### Work required
Find each line in the entries below that contains the word "limestone" and copy every such line in full.

### Dataset entries
━━━
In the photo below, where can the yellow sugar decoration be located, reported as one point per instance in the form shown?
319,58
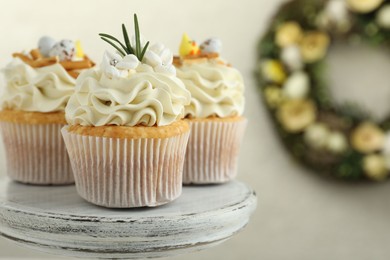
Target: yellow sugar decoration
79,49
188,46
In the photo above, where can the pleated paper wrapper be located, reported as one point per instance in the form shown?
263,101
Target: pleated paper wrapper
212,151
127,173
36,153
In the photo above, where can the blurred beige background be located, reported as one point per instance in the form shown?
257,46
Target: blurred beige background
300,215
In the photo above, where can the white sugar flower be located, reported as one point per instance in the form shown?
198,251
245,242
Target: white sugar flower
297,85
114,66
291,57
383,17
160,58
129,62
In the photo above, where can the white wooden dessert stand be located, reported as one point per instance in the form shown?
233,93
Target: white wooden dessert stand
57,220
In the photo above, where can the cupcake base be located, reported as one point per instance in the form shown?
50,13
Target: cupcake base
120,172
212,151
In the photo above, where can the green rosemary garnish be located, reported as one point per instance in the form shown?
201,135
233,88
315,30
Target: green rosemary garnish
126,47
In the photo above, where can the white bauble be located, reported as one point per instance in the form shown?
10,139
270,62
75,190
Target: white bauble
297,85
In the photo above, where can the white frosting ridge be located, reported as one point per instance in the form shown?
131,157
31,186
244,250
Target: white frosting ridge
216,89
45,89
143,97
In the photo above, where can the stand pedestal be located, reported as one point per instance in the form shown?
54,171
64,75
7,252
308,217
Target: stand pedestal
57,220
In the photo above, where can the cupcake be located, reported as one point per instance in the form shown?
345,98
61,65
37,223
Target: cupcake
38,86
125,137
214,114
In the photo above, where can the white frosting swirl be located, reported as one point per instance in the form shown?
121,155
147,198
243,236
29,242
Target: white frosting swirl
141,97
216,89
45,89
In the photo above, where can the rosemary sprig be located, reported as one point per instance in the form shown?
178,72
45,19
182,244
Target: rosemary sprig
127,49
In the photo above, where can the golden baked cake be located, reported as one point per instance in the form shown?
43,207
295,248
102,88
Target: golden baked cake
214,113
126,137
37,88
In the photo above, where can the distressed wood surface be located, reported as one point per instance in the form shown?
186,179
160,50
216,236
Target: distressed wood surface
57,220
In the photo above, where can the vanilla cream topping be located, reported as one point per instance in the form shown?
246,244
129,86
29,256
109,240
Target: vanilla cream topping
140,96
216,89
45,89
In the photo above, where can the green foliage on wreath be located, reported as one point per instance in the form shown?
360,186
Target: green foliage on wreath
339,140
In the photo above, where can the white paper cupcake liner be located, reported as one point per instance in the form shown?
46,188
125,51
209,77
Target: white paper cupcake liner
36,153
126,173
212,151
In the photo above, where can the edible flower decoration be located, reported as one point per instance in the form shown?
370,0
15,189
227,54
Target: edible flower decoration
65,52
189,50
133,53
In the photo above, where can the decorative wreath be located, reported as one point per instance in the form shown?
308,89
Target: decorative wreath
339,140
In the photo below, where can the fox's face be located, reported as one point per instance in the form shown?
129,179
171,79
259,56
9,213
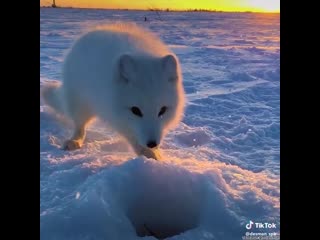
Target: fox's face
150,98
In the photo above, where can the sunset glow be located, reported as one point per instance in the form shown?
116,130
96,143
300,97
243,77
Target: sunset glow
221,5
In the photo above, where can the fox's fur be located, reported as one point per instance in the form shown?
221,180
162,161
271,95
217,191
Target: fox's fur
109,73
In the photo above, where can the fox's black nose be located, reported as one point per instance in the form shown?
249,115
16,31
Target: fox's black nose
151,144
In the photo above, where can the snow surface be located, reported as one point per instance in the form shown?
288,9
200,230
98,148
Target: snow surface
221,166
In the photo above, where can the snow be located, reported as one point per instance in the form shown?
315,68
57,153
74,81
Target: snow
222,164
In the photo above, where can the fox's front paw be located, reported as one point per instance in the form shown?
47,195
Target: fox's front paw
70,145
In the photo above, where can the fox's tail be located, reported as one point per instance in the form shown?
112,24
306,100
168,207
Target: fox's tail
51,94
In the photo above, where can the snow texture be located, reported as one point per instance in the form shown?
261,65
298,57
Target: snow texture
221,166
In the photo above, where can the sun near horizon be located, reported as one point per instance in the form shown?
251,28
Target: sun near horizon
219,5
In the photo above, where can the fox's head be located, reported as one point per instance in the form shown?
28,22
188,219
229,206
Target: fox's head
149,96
━━━
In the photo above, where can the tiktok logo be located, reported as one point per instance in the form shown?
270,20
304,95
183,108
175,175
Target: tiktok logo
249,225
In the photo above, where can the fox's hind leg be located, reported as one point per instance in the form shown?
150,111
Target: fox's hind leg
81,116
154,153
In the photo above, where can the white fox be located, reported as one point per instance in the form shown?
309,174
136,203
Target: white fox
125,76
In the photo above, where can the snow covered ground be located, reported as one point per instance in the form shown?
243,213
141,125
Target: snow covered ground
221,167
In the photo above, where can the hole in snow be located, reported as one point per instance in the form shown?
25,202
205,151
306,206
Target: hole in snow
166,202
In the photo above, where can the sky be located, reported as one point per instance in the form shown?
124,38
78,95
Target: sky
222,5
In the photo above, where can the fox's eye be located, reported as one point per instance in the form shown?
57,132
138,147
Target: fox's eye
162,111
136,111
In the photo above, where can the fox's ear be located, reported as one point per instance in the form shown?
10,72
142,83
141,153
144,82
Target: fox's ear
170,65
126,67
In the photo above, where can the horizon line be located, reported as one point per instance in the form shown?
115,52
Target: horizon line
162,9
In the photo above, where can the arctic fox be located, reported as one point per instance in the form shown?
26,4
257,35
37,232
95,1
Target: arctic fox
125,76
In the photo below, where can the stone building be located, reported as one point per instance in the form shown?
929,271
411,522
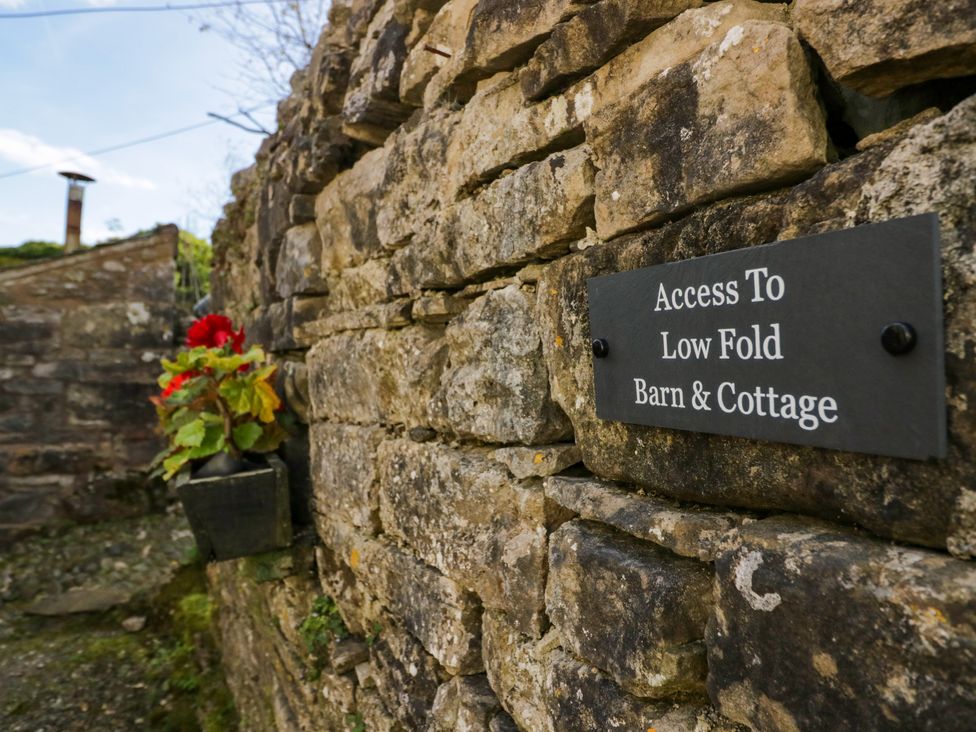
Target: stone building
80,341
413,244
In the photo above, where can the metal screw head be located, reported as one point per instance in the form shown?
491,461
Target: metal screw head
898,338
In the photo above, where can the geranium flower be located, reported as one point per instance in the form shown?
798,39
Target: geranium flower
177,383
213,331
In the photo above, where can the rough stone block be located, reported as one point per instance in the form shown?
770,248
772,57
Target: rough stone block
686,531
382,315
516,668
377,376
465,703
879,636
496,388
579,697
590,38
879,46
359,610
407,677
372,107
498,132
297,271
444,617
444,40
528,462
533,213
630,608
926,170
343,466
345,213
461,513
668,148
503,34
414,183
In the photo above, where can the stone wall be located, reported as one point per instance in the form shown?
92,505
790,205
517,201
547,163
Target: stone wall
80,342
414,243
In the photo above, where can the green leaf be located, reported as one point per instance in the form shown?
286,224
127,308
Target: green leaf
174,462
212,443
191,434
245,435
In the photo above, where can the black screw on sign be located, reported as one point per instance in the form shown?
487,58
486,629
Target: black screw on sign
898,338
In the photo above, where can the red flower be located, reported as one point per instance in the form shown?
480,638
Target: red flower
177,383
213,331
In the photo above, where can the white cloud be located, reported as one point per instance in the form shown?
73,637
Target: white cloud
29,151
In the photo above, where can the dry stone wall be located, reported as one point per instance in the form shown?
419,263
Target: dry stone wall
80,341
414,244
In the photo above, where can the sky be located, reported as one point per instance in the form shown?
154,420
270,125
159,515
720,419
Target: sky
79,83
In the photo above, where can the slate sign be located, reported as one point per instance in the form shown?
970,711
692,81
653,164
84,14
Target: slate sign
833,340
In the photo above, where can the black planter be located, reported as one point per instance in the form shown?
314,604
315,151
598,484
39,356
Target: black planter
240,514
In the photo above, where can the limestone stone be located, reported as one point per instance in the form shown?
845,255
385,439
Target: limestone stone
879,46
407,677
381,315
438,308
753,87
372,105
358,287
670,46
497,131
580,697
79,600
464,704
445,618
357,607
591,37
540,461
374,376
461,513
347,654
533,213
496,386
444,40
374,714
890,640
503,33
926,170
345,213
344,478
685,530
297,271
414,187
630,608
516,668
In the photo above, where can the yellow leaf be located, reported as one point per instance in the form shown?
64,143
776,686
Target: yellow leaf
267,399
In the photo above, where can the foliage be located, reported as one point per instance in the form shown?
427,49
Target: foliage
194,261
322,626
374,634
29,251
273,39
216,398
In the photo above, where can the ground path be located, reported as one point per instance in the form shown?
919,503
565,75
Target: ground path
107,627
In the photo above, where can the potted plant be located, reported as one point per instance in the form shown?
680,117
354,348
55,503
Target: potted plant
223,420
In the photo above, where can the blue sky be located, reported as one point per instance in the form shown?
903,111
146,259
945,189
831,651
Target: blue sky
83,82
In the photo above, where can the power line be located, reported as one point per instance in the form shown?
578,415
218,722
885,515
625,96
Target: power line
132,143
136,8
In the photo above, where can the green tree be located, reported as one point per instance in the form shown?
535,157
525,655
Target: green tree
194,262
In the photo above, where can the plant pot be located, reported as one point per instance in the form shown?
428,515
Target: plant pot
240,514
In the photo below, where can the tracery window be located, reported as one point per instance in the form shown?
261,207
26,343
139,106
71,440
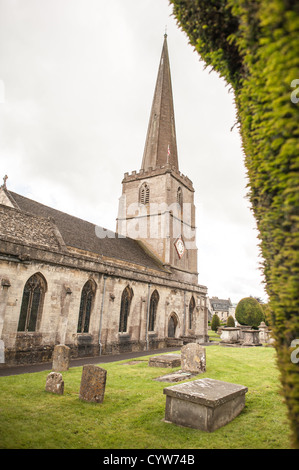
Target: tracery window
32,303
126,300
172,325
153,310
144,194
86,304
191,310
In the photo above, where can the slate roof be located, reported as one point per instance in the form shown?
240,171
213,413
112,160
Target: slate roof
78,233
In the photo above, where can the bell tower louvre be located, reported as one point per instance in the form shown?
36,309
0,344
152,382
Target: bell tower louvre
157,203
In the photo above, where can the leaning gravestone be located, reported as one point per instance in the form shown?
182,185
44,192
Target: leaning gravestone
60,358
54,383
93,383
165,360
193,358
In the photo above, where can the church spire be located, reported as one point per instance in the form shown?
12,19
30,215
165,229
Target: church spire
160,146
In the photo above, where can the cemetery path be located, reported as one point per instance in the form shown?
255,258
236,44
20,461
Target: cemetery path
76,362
━━━
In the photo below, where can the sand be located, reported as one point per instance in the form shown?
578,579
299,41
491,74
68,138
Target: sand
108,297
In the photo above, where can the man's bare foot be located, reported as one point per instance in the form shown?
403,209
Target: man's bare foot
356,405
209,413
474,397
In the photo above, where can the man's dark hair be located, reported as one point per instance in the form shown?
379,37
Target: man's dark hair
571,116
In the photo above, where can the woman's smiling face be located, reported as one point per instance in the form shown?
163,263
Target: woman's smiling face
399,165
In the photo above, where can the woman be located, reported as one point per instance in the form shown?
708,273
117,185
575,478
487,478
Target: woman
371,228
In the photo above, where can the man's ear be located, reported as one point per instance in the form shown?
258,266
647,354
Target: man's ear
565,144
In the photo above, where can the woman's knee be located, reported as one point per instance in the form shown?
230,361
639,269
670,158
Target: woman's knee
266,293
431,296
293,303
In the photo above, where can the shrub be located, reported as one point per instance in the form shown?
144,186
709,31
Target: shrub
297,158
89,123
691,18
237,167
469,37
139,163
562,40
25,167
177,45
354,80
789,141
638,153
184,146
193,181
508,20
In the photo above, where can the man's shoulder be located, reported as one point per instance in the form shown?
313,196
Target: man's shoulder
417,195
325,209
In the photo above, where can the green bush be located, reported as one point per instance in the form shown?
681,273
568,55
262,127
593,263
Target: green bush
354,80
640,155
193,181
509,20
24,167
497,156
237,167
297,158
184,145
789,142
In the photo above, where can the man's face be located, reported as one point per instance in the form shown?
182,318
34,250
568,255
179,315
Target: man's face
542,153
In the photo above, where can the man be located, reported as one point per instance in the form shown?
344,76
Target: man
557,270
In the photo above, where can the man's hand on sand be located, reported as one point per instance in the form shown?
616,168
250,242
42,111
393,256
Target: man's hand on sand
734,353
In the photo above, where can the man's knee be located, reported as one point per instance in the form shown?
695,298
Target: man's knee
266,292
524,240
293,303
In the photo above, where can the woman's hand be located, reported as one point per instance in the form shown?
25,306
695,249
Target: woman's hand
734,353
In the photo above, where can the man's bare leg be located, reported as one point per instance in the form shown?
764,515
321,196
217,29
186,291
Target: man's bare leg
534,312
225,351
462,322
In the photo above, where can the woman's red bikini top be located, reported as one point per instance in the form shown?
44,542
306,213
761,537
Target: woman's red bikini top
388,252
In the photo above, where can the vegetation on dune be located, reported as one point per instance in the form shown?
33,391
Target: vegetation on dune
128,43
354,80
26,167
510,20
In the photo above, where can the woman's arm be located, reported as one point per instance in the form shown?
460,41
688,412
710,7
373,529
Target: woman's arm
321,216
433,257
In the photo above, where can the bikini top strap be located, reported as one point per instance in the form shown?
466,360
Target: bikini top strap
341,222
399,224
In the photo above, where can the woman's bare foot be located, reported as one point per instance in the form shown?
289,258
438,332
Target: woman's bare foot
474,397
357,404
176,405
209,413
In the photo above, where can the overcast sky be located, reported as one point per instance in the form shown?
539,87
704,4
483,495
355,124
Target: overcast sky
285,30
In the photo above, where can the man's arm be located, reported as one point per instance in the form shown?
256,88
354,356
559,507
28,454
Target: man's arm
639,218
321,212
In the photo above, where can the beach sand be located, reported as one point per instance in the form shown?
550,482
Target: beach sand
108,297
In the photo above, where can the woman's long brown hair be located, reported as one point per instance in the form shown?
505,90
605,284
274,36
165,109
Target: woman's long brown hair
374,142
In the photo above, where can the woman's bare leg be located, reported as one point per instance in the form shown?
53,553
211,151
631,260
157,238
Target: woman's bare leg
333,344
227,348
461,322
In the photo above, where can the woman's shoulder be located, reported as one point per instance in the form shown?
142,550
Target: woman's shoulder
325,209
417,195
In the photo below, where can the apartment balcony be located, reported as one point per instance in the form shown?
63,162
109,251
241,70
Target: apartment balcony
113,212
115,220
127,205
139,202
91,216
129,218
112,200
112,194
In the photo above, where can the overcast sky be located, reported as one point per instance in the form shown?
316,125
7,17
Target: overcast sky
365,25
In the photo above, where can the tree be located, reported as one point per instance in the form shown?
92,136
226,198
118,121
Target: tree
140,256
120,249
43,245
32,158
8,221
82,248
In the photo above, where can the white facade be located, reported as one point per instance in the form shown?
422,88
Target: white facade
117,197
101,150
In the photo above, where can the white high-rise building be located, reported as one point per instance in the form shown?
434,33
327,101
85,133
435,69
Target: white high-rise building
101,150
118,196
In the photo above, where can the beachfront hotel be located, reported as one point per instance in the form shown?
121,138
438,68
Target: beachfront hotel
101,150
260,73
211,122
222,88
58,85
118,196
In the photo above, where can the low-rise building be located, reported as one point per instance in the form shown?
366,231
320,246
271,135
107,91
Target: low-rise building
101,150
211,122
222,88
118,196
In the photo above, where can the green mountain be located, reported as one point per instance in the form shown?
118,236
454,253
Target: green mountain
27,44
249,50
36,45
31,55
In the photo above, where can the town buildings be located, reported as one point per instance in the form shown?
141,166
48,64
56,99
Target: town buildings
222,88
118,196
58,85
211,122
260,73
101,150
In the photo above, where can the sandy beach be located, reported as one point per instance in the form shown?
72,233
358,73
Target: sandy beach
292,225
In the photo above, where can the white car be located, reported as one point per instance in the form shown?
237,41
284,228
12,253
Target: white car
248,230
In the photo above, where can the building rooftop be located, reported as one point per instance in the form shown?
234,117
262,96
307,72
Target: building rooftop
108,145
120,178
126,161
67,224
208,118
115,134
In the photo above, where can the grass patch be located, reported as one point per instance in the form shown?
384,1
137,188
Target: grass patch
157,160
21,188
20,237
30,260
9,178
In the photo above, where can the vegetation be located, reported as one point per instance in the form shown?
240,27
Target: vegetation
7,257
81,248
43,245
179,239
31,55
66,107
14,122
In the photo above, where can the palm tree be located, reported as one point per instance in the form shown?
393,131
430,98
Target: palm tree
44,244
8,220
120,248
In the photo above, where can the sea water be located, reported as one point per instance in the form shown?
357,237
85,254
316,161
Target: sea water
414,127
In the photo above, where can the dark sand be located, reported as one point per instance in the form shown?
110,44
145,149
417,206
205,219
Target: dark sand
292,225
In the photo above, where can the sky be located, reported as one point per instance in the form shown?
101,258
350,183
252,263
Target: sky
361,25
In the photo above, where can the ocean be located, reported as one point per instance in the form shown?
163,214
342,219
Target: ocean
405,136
━━━
### Result for this task
In the photo above, where can the limestone stone be located, reported as one point per instance in the form shown?
Target: limestone stone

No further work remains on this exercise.